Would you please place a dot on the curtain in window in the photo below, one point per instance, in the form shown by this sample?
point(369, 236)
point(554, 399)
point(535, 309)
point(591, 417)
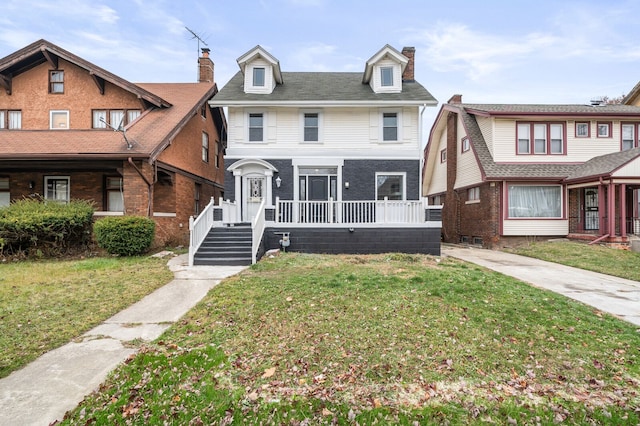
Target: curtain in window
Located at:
point(535, 201)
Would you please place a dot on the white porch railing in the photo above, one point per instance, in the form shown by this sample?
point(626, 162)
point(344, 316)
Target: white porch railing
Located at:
point(199, 228)
point(258, 226)
point(407, 212)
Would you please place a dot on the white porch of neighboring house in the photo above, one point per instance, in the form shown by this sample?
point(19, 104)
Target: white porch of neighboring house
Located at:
point(369, 226)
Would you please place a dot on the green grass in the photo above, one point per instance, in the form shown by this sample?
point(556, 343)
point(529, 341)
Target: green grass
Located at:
point(311, 339)
point(597, 258)
point(45, 304)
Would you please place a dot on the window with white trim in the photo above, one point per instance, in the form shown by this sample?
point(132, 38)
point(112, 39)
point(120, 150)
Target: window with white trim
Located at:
point(56, 81)
point(386, 76)
point(5, 194)
point(583, 129)
point(311, 127)
point(473, 194)
point(390, 126)
point(534, 201)
point(205, 147)
point(256, 127)
point(114, 194)
point(258, 76)
point(58, 120)
point(57, 188)
point(466, 146)
point(390, 186)
point(604, 129)
point(540, 138)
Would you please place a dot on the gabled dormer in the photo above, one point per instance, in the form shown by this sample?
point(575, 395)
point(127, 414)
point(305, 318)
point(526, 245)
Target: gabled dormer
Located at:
point(261, 71)
point(384, 71)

******************************

Please copy exactly, and only, the lines from the line containing "Would you please place a dot on the window" through the last line of the records, with both ends included.

RESPONSE FOR THIS EXERCISE
Would you please place a dot on the window with white trim in the photo above, one point per instance, in the form shown by this sample?
point(132, 38)
point(112, 39)
point(120, 150)
Target: window with white trim
Located at:
point(56, 81)
point(386, 76)
point(5, 194)
point(583, 129)
point(311, 127)
point(473, 194)
point(390, 126)
point(534, 201)
point(205, 147)
point(256, 127)
point(114, 194)
point(258, 76)
point(58, 120)
point(57, 188)
point(466, 146)
point(390, 186)
point(604, 129)
point(540, 138)
Would you please place a dot on the gabled dormer in the photo above, one point per instance, in the form shown by this sample?
point(575, 395)
point(127, 414)
point(305, 318)
point(526, 245)
Target: gabled dormer
Located at:
point(261, 71)
point(384, 71)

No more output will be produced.